Questions to answer:
**A)** Answer these from the article on Giardia research, one answer per line, marked as the questions are:
(i) In which building was the event held?
(ii) About how many cases of Giardia occur per year in the U.S.?
(iii) What antibiotic is named as the cure for Giardia?
**B)** Carry on the article on Giardia research, picking up after its final sentence.

*** Selected text

Research surrounding the insights to the mechanisms of host attachment and colonization by the widespread parasite Giardia intestinalis was presented by Scott Dawson, Ph.D., a UC Davis professor, on Wednesday.
Dawson’s research on parasitic protists is more commonly known as Giardia, a single-celled organism and waterborne pathogen that lives in most water supplies.
Parasites live on or in a host organism, causing harm to the host.
Dawson gained an interest in protists while completing his doctoral dissertation.
It was during this time that he came across protists in an anoxic environment, an environment absent of oxygen.
His ultimate interest resides in how and why these eight Giardia flagella are uniquely specified in their function.
Flagella are hairlike structures within a cell that help the cell travel.
At the event, sponsored by the Biology Department and held in McCarthy Hall, Dawson explained how Giardia intestinalis are the most common causes of protozoan intestinal infections in the world, therefore affecting humans and animals by attaching to the small intestine in the form of a suction cup, and residing there for as long as a few months.
There are about 2.5 million cases per year in the U.S., and one billion people are affected worldwide by microscopic Giardia.
A person infected with Giardia will loose an average of about 20 pounds and experience frequent symptoms of diarrhea.
“It colonizes itself, and we don’t know why it makes you sick,” said Dawson. “If it attaches to your body, it forms a cyst again, and that is what shatters the environment.”
He added that he is studying the mechanism of how that suction cup works on a molecular and cellular level to better understand how to develop drugs for treatment.
Dawson explained that the cure for Giardia is an antibiotic called Flagyl. Although similar to other antibiotics, it kills good microbes along with the bad.
The problem with a lot of parasitic drugs is the biology of the organism is similar to human biology said Dawson.
“It’s in some ways harder to solve antibiotics that are specific to those organisms,” Dawson said.

******
*** Excerpted records

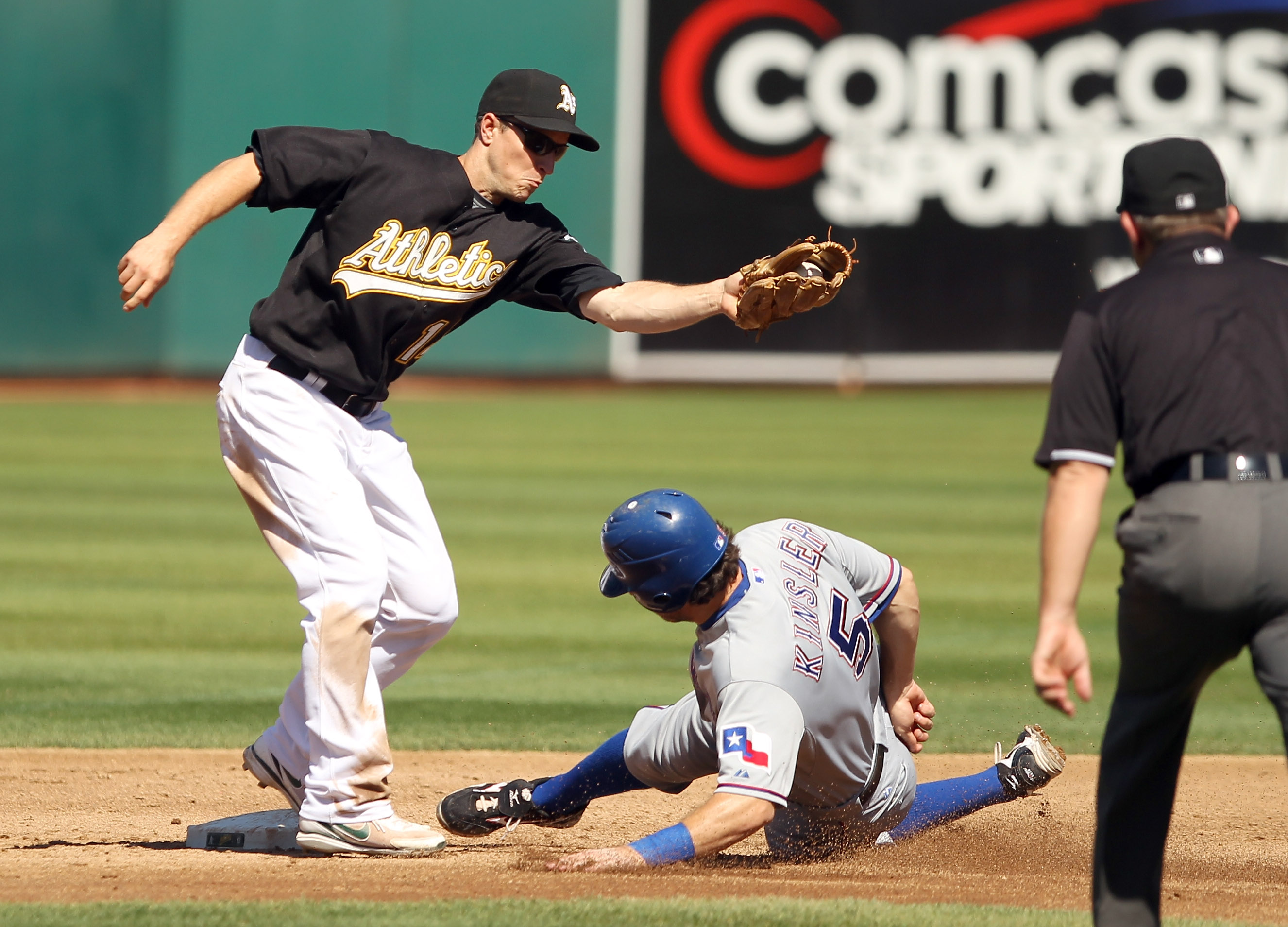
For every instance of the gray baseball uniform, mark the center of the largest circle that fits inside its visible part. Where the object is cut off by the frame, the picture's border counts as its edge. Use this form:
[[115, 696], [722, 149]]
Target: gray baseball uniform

******
*** Excerpted records

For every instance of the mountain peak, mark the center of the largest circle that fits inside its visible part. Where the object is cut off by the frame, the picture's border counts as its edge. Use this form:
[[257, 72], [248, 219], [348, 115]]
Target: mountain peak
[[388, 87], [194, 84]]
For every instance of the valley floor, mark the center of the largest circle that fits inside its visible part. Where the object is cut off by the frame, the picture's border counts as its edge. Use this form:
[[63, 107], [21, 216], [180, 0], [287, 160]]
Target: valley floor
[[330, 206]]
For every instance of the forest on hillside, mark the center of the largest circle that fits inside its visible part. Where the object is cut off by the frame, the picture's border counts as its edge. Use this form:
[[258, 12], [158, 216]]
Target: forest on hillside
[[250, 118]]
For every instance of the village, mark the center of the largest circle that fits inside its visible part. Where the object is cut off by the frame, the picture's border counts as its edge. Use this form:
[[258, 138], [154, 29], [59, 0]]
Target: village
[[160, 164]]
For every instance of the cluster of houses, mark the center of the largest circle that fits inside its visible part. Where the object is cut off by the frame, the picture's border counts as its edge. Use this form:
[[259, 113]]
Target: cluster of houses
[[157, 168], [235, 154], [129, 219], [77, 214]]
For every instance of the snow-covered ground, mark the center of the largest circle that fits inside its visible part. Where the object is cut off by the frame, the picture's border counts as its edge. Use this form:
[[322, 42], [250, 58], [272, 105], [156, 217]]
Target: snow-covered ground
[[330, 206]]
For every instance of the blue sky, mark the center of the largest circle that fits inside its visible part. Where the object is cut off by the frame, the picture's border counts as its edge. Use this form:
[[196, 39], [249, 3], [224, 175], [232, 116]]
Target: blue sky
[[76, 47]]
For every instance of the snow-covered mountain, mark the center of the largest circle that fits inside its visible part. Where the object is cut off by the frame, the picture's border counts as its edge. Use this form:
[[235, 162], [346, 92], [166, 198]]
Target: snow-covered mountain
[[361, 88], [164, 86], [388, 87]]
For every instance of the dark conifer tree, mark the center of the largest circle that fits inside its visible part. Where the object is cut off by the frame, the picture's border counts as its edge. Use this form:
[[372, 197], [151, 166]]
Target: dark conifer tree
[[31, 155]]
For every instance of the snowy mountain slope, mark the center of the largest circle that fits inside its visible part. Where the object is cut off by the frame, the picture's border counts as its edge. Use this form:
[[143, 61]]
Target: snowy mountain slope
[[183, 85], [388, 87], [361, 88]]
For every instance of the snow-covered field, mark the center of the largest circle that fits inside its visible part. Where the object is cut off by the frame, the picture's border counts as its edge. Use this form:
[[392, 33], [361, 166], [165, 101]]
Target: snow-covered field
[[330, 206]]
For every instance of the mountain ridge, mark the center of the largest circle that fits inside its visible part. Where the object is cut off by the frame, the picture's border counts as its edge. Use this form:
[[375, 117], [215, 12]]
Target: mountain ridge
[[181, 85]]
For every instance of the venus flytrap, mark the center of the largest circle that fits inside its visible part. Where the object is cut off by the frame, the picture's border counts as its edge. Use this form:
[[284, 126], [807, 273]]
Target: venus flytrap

******
*** Excerpted records

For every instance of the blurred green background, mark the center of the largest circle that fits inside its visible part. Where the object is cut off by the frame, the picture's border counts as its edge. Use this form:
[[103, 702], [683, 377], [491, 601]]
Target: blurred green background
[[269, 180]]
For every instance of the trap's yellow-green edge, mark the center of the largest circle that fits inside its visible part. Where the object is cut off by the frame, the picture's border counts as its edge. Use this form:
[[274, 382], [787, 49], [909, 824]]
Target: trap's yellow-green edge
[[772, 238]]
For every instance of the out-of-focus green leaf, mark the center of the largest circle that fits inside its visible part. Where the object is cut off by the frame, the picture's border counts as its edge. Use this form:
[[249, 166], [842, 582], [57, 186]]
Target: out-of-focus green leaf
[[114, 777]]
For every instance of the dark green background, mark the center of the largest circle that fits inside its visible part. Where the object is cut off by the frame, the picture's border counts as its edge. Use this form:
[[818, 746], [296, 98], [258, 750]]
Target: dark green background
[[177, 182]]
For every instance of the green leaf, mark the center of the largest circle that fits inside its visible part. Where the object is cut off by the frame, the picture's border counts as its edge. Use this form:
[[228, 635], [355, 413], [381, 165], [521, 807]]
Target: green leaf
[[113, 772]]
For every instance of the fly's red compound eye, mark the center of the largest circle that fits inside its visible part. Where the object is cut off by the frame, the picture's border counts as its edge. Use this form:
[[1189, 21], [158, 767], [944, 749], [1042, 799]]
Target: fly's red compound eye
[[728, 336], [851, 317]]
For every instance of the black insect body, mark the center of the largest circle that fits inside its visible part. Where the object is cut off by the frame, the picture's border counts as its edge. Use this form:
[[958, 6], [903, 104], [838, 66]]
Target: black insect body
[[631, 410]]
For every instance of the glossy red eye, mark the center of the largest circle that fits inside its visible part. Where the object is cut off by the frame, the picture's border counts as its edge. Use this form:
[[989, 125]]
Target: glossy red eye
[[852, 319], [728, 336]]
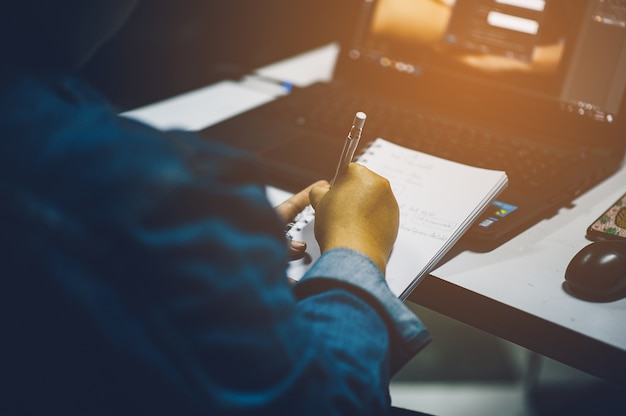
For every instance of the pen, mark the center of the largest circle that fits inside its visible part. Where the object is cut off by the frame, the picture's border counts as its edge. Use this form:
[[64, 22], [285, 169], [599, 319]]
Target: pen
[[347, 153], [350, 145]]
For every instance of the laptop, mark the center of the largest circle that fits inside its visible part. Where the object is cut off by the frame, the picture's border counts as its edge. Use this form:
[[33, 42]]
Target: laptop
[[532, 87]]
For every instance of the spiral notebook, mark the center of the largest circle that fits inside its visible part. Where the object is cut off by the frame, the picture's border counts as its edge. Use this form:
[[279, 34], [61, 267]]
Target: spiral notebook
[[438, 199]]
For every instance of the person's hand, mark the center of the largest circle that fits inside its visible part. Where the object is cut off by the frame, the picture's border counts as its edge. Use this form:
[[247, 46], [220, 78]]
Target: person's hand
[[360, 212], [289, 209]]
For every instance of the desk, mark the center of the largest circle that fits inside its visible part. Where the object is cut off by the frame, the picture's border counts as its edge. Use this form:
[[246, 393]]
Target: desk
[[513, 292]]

******

Outputs for the tasks:
**A)**
(i) McCarthy Hall
(ii) About 2.5 million
(iii) Flagyl

**B)**
Bradley Tapia, a biology major, said learning about how they hypothesized made for a well structured presentation and he took away more than he knew coming into it.
Dawson’s current research on the suction cup, or vexel disc of the Giardia, is more commonly referred to as the cytoskeleton.
This cytoskeleton is seen most frequently through experiments with field mice.
This allows Dawson and his lab to view what the vexel disc looks like and investigate the behavior of the Giardia in one of the small intestines.
Michael Medinez, a biology grad student, said it was good to see the research being done on Giardia.
“(Dawson) was saying there is not much being done at the current plant, and there’s maybe 10 labs in the U.S., so it was cool to see his presentation here today,” said Medinez.
He added that overall he thought the presentation was interesting.
The experiments involved in investigating Giardia’s every move is complex and requires Dawson and his lab to test the organism using a tool called optical imaging.
This imaging provides bioluminescent, a glow in the dark feature to view the Giardia in the host.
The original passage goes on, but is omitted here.